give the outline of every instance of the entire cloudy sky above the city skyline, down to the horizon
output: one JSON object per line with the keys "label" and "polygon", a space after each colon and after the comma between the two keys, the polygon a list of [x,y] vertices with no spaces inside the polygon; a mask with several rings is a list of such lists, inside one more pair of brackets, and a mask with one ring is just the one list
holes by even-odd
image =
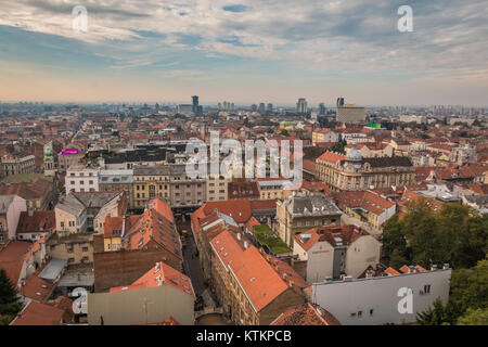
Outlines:
{"label": "entire cloudy sky above the city skyline, down to the horizon", "polygon": [[485,0],[0,0],[0,102],[486,107],[487,17]]}

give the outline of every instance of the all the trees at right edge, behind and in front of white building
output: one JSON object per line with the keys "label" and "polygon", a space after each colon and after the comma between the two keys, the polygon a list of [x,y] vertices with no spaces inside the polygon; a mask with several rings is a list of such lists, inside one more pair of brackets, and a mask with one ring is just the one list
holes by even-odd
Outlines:
{"label": "all the trees at right edge, behind and in front of white building", "polygon": [[453,268],[449,301],[436,300],[418,314],[418,324],[488,324],[488,215],[458,203],[433,211],[427,200],[418,200],[401,220],[388,221],[382,237],[383,256],[393,268],[446,262]]}

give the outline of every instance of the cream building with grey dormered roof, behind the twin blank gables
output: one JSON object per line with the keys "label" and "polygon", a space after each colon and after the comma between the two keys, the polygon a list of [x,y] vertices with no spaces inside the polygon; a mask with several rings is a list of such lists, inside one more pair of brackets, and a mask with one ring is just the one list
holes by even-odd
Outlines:
{"label": "cream building with grey dormered roof, behind the twin blank gables", "polygon": [[295,234],[313,227],[341,223],[342,214],[325,195],[295,194],[277,202],[279,236],[293,248]]}

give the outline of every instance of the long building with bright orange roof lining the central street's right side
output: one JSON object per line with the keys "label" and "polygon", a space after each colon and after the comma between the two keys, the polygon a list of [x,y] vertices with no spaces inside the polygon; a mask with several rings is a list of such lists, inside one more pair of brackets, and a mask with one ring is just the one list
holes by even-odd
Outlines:
{"label": "long building with bright orange roof lining the central street's right side", "polygon": [[229,231],[211,242],[216,295],[239,325],[269,325],[282,312],[305,304],[305,281],[285,262],[248,246]]}

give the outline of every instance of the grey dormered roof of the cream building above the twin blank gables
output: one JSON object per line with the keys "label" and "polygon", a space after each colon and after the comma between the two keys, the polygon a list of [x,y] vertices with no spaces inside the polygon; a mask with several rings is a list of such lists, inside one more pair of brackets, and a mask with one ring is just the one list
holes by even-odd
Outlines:
{"label": "grey dormered roof of the cream building above the twin blank gables", "polygon": [[342,210],[332,198],[324,195],[292,196],[285,201],[286,209],[294,217],[301,216],[335,216]]}

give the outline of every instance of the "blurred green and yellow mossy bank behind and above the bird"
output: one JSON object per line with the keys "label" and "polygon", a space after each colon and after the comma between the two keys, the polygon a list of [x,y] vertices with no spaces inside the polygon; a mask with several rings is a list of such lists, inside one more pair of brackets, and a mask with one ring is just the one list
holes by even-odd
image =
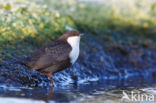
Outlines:
{"label": "blurred green and yellow mossy bank behind and above the bird", "polygon": [[106,5],[76,0],[4,0],[0,4],[0,58],[7,53],[32,52],[58,38],[67,31],[66,26],[97,36],[113,31],[156,40],[156,3],[124,1],[110,0]]}

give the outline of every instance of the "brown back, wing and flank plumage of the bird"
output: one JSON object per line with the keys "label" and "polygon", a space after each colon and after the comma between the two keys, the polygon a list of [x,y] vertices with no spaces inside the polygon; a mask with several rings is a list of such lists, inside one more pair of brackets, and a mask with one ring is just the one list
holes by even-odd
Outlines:
{"label": "brown back, wing and flank plumage of the bird", "polygon": [[68,43],[56,40],[40,48],[22,61],[32,70],[44,72],[45,69],[46,72],[56,72],[56,70],[52,69],[65,69],[67,67],[65,66],[66,63],[70,63],[69,53],[71,49]]}

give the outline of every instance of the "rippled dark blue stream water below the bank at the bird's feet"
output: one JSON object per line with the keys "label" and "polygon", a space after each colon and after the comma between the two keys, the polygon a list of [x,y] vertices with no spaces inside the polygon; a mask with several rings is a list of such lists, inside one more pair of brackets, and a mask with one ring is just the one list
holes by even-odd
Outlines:
{"label": "rippled dark blue stream water below the bank at the bird's feet", "polygon": [[[126,84],[126,86],[125,86]],[[119,102],[122,97],[123,90],[126,93],[130,91],[142,91],[154,94],[156,92],[155,83],[149,84],[146,81],[121,81],[118,80],[103,80],[99,82],[86,82],[83,84],[69,84],[59,87],[45,87],[45,88],[28,88],[28,87],[7,87],[5,85],[0,87],[1,97],[18,97],[30,98],[34,100],[43,100],[46,103],[52,102],[91,102],[96,101],[111,101],[112,103]],[[148,87],[148,88],[147,88]],[[150,89],[149,89],[150,88]],[[156,94],[154,94],[156,95]],[[4,101],[4,99],[3,99]],[[8,102],[4,102],[8,103]],[[38,103],[38,102],[37,102]]]}

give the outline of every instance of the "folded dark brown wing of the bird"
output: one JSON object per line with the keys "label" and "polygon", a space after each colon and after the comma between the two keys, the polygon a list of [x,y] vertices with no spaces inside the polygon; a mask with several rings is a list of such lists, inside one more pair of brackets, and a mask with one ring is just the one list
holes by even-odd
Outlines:
{"label": "folded dark brown wing of the bird", "polygon": [[27,66],[29,66],[30,69],[38,70],[68,60],[71,49],[69,44],[55,41],[55,43],[42,47],[28,57]]}

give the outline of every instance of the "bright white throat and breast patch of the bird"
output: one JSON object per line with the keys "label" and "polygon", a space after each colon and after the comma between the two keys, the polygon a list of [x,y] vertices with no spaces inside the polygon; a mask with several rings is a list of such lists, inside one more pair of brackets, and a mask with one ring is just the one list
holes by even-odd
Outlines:
{"label": "bright white throat and breast patch of the bird", "polygon": [[69,57],[70,57],[70,62],[74,64],[79,56],[80,37],[79,36],[69,37],[67,39],[67,42],[72,47],[72,51],[70,52]]}

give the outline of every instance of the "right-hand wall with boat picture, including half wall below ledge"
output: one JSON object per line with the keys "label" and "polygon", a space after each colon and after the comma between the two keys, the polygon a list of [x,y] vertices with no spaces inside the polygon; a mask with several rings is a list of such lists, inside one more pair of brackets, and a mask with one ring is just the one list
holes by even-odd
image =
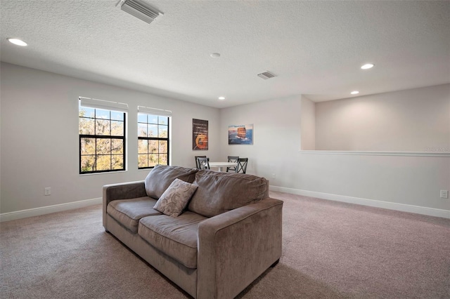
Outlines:
{"label": "right-hand wall with boat picture, including half wall below ledge", "polygon": [[[450,218],[450,200],[439,198],[450,190],[449,157],[302,152],[301,107],[299,96],[221,109],[221,157],[248,157],[248,173],[271,190]],[[250,123],[253,145],[227,145],[229,125]]]}

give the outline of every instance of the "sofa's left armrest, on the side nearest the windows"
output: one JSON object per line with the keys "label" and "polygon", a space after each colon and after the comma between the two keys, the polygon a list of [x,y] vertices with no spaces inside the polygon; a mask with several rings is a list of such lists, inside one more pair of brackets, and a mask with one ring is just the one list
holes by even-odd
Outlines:
{"label": "sofa's left armrest, on the side nearest the windows", "polygon": [[110,184],[103,186],[103,227],[106,228],[106,207],[108,204],[117,199],[134,199],[137,197],[146,197],[145,182],[120,182],[118,184]]}

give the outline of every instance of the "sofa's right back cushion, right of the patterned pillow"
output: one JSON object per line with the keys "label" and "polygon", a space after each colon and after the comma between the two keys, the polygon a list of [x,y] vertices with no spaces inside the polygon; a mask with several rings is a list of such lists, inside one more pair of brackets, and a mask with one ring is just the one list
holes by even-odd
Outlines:
{"label": "sofa's right back cushion, right of the patterned pillow", "polygon": [[269,197],[265,178],[245,173],[201,170],[195,173],[197,191],[188,210],[205,217],[219,215]]}

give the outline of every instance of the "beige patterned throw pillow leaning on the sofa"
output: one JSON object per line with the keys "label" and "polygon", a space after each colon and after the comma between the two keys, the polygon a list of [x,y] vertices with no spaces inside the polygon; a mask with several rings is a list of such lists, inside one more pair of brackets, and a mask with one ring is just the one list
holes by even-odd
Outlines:
{"label": "beige patterned throw pillow leaning on the sofa", "polygon": [[197,187],[176,178],[162,193],[153,208],[171,217],[178,217],[188,205]]}

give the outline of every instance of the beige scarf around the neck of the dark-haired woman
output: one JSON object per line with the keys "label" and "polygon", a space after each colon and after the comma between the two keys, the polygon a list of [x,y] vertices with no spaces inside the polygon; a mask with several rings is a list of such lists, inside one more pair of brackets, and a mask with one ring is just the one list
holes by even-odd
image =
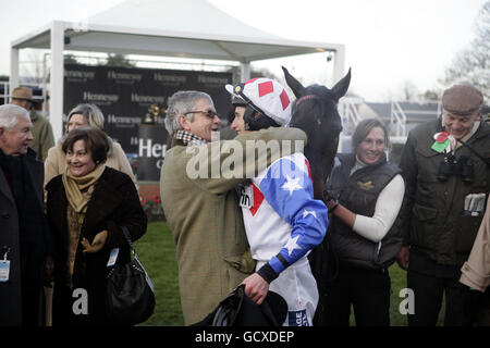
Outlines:
{"label": "beige scarf around the neck of the dark-haired woman", "polygon": [[73,176],[66,167],[62,181],[64,190],[66,191],[66,199],[75,212],[79,213],[86,210],[88,199],[82,192],[99,179],[105,169],[105,164],[99,164],[85,176]]}

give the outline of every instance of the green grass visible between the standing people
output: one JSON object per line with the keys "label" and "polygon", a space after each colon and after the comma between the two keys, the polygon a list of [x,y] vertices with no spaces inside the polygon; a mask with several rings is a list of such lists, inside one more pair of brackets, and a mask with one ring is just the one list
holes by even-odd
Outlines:
{"label": "green grass visible between the standing people", "polygon": [[[135,244],[135,248],[155,285],[156,295],[154,315],[142,325],[184,325],[179,295],[175,246],[167,224],[164,222],[149,223],[146,235]],[[406,326],[406,315],[402,315],[399,311],[400,303],[404,299],[400,297],[400,290],[406,287],[406,273],[395,263],[390,268],[390,322],[392,326]],[[442,325],[443,315],[444,311],[441,310],[438,325]],[[353,315],[351,323],[354,325]]]}

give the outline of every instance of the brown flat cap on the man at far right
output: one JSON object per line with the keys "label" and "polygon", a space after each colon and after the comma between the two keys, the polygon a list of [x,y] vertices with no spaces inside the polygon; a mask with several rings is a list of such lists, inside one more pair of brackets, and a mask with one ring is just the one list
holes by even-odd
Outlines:
{"label": "brown flat cap on the man at far right", "polygon": [[455,115],[470,115],[483,103],[483,95],[473,85],[454,85],[444,90],[442,108]]}

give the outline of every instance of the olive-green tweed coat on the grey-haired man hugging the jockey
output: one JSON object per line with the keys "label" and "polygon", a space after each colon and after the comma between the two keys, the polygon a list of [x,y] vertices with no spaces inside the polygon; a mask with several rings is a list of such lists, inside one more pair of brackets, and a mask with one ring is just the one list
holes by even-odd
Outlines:
{"label": "olive-green tweed coat on the grey-haired man hugging the jockey", "polygon": [[[160,192],[176,245],[181,303],[187,325],[201,321],[254,271],[254,264],[242,263],[248,243],[235,187],[295,150],[277,151],[278,147],[261,151],[255,161],[243,165],[247,163],[243,161],[246,151],[240,153],[238,148],[246,149],[247,140],[274,139],[306,140],[306,135],[296,128],[269,128],[192,148],[174,146],[166,153]],[[230,147],[237,151],[229,151]],[[233,159],[240,160],[231,165]],[[206,172],[223,171],[216,177],[195,177],[193,170],[199,161],[204,161],[200,163]],[[234,167],[236,175],[228,175],[228,167]]]}

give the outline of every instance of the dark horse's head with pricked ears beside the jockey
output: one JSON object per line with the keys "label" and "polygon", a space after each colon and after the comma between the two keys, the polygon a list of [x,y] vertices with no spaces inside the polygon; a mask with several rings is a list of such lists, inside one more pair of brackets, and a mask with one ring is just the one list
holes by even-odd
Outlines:
{"label": "dark horse's head with pricked ears beside the jockey", "polygon": [[351,70],[332,89],[320,85],[303,87],[284,66],[282,70],[287,85],[296,96],[290,125],[305,130],[308,136],[305,156],[311,169],[315,198],[321,199],[323,185],[332,171],[339,147],[339,134],[342,132],[336,107],[339,99],[348,89]]}

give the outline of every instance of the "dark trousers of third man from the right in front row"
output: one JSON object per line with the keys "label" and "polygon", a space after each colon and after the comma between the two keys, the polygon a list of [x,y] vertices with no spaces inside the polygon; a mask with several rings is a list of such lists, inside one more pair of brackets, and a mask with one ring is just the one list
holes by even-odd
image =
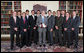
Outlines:
{"label": "dark trousers of third man from the right in front row", "polygon": [[62,42],[62,31],[61,30],[55,30],[55,43],[59,45],[63,45]]}

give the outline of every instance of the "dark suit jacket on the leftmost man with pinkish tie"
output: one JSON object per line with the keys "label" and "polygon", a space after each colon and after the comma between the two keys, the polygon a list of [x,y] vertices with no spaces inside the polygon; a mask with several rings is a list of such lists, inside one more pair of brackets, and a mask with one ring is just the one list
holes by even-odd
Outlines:
{"label": "dark suit jacket on the leftmost man with pinkish tie", "polygon": [[17,16],[16,16],[16,23],[15,23],[13,17],[10,17],[9,26],[10,26],[11,31],[14,31],[15,27],[19,28],[19,19],[17,18]]}

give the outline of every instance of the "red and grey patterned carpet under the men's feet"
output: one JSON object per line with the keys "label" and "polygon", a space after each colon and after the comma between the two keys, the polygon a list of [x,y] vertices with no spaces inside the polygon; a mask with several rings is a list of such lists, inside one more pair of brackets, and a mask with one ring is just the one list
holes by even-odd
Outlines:
{"label": "red and grey patterned carpet under the men's feet", "polygon": [[[70,48],[66,46],[49,46],[46,44],[46,47],[39,47],[38,45],[32,44],[31,47],[24,46],[19,48],[14,45],[14,50],[10,50],[10,41],[1,41],[1,52],[73,52],[74,48],[71,45]],[[79,40],[78,52],[83,52],[83,40]]]}

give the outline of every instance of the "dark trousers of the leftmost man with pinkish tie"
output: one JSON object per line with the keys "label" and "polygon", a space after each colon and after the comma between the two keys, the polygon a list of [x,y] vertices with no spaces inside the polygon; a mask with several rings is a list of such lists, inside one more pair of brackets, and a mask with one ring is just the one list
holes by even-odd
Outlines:
{"label": "dark trousers of the leftmost man with pinkish tie", "polygon": [[14,35],[16,34],[16,45],[19,44],[20,39],[19,39],[19,32],[18,31],[11,31],[10,32],[10,39],[11,39],[11,49],[14,47]]}

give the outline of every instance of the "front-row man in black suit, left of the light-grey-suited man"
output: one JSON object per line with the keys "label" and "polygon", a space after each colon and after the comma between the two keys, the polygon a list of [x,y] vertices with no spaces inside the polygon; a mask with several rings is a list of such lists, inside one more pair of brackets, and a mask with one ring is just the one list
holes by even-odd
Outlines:
{"label": "front-row man in black suit, left of the light-grey-suited man", "polygon": [[30,15],[30,44],[32,43],[32,39],[35,44],[37,44],[37,25],[36,20],[37,16],[34,15],[35,11],[32,10]]}

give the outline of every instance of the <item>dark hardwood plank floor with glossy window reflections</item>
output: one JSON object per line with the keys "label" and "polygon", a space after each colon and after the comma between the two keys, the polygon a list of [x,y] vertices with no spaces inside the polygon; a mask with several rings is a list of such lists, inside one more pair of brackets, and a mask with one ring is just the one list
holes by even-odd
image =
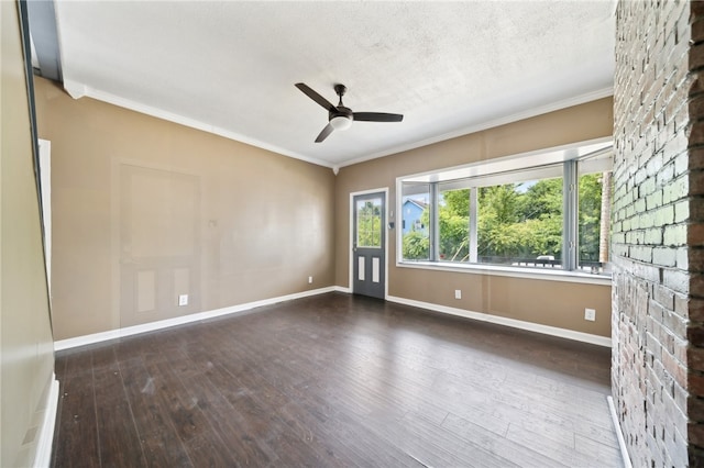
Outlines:
{"label": "dark hardwood plank floor with glossy window reflections", "polygon": [[53,466],[622,466],[607,348],[330,293],[57,354]]}

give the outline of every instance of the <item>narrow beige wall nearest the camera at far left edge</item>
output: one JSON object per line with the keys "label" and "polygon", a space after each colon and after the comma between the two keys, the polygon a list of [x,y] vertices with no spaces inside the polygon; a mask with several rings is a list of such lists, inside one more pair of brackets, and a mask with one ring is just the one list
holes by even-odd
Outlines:
{"label": "narrow beige wall nearest the camera at far left edge", "polygon": [[54,371],[24,59],[15,2],[0,2],[0,466],[33,466]]}

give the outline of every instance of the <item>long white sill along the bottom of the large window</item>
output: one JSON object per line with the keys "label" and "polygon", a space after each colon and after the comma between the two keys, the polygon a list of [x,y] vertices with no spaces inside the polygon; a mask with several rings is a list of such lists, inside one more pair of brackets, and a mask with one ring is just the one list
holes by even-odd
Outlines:
{"label": "long white sill along the bottom of the large window", "polygon": [[398,268],[416,268],[438,271],[464,272],[471,275],[492,275],[512,278],[539,279],[543,281],[581,282],[585,285],[610,286],[610,274],[593,275],[560,269],[502,267],[497,265],[458,265],[436,261],[396,261]]}

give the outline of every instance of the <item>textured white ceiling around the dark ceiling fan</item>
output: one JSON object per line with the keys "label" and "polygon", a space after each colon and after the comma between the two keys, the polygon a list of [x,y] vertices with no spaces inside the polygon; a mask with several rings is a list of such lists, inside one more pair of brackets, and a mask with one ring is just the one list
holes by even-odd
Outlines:
{"label": "textured white ceiling around the dark ceiling fan", "polygon": [[[64,85],[334,167],[610,94],[613,0],[56,1]],[[353,111],[322,143],[327,112]]]}

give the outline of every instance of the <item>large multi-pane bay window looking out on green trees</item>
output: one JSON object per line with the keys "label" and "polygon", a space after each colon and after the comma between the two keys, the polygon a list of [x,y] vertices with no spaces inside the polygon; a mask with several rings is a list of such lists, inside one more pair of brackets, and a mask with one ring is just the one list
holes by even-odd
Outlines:
{"label": "large multi-pane bay window looking out on green trees", "polygon": [[399,260],[604,272],[612,159],[601,143],[399,178]]}

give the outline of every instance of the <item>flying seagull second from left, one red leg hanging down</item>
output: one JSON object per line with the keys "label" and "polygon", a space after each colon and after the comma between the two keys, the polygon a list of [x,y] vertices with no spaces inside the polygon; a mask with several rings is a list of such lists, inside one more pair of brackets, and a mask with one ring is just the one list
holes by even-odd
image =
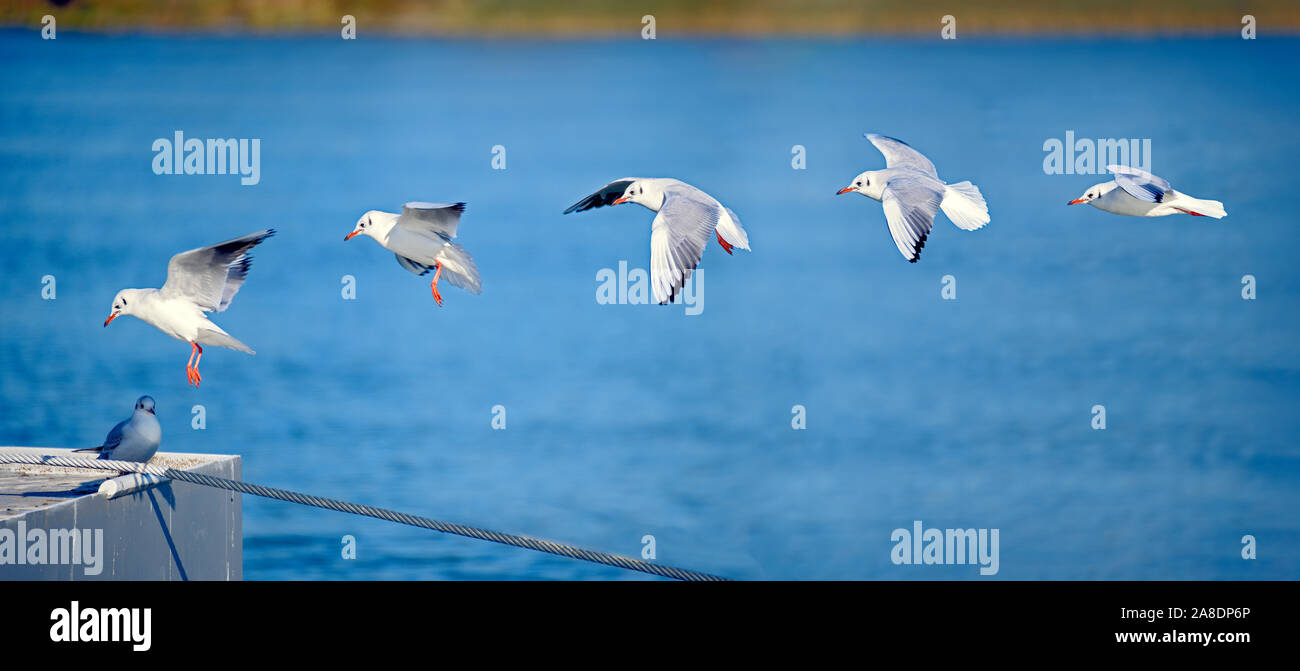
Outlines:
{"label": "flying seagull second from left, one red leg hanging down", "polygon": [[434,270],[429,289],[441,306],[438,278],[443,270],[452,286],[473,294],[484,293],[473,256],[451,242],[464,211],[464,203],[407,203],[402,205],[400,215],[372,209],[361,215],[343,242],[358,234],[369,235],[381,247],[395,254],[402,268],[415,274]]}

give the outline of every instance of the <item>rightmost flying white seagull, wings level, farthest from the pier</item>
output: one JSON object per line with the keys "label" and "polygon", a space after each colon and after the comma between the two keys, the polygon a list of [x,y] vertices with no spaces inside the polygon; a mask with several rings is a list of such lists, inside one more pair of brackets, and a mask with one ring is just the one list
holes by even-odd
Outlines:
{"label": "rightmost flying white seagull, wings level, farthest from the pier", "polygon": [[1088,203],[1097,209],[1131,217],[1164,217],[1178,213],[1214,218],[1227,216],[1223,203],[1179,194],[1169,182],[1147,170],[1127,165],[1108,165],[1106,169],[1115,176],[1114,179],[1092,185],[1082,196],[1066,204]]}

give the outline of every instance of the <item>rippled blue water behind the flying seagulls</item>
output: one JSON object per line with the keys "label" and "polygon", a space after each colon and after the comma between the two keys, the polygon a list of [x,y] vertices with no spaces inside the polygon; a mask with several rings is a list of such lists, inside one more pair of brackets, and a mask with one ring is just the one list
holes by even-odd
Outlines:
{"label": "rippled blue water behind the flying seagulls", "polygon": [[[734,577],[978,577],[893,564],[914,520],[1000,529],[998,577],[1297,577],[1297,47],[0,33],[0,443],[95,445],[148,393],[164,450],[239,454],[252,482],[636,557],[653,534]],[[174,130],[260,138],[261,182],[153,174]],[[1067,130],[1149,138],[1227,218],[1065,207],[1105,181],[1044,174]],[[884,166],[863,131],[974,181],[992,224],[940,221],[907,264],[878,203],[833,195]],[[701,315],[595,302],[599,269],[647,267],[651,215],[560,212],[625,174],[745,222],[753,254],[705,255]],[[407,200],[469,203],[482,295],[437,308],[342,242]],[[100,326],[172,254],[268,226],[214,317],[256,356],[209,349],[194,390],[185,343]],[[641,577],[243,506],[250,579]]]}

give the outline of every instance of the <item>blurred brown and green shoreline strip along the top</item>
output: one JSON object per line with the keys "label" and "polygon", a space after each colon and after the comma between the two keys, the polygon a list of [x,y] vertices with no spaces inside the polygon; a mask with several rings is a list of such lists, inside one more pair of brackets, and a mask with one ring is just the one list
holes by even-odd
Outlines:
{"label": "blurred brown and green shoreline strip along the top", "polygon": [[647,0],[629,5],[575,0],[133,0],[0,4],[0,27],[39,30],[44,16],[60,29],[103,33],[329,34],[355,18],[360,35],[582,39],[642,36],[654,17],[656,39],[715,36],[937,35],[1230,35],[1247,14],[1262,35],[1300,33],[1300,3],[1262,0],[1062,0],[1009,3],[715,1]]}

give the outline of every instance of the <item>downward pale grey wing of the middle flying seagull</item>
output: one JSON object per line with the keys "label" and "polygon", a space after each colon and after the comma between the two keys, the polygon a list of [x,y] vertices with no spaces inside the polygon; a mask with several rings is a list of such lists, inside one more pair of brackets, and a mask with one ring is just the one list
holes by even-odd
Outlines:
{"label": "downward pale grey wing of the middle flying seagull", "polygon": [[693,191],[668,191],[650,226],[650,285],[659,304],[671,303],[686,285],[722,213],[718,203]]}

• What this task involves
Which of the lines in the material carry the string "item"? Pull them out.

• Output of the exercise
give the outline of every instance of the <item>dark hardwood plank floor with glossy window reflections</item>
give the outline of every instance of the <item>narrow beige wall nearest the camera at far left edge</item>
give the outline of every instance of the <item>long white sill along the bottom of the large window</item>
give the outline of every instance of the <item>textured white ceiling around the dark ceiling fan</item>
give the outline of every instance of the <item>large multi-pane bay window looking out on green trees</item>
give the outline of every instance of the <item>flying seagull second from left, one red leg hanging down</item>
give the outline of every instance of the <item>rightmost flying white seagull, wings level, farthest from the pier</item>
give the outline of every instance of the <item>rippled blue water behind the flying seagulls</item>
give the outline of every instance of the <item>blurred brown and green shoreline strip along the top</item>
give the outline of every instance of the <item>downward pale grey wing of the middle flying seagull</item>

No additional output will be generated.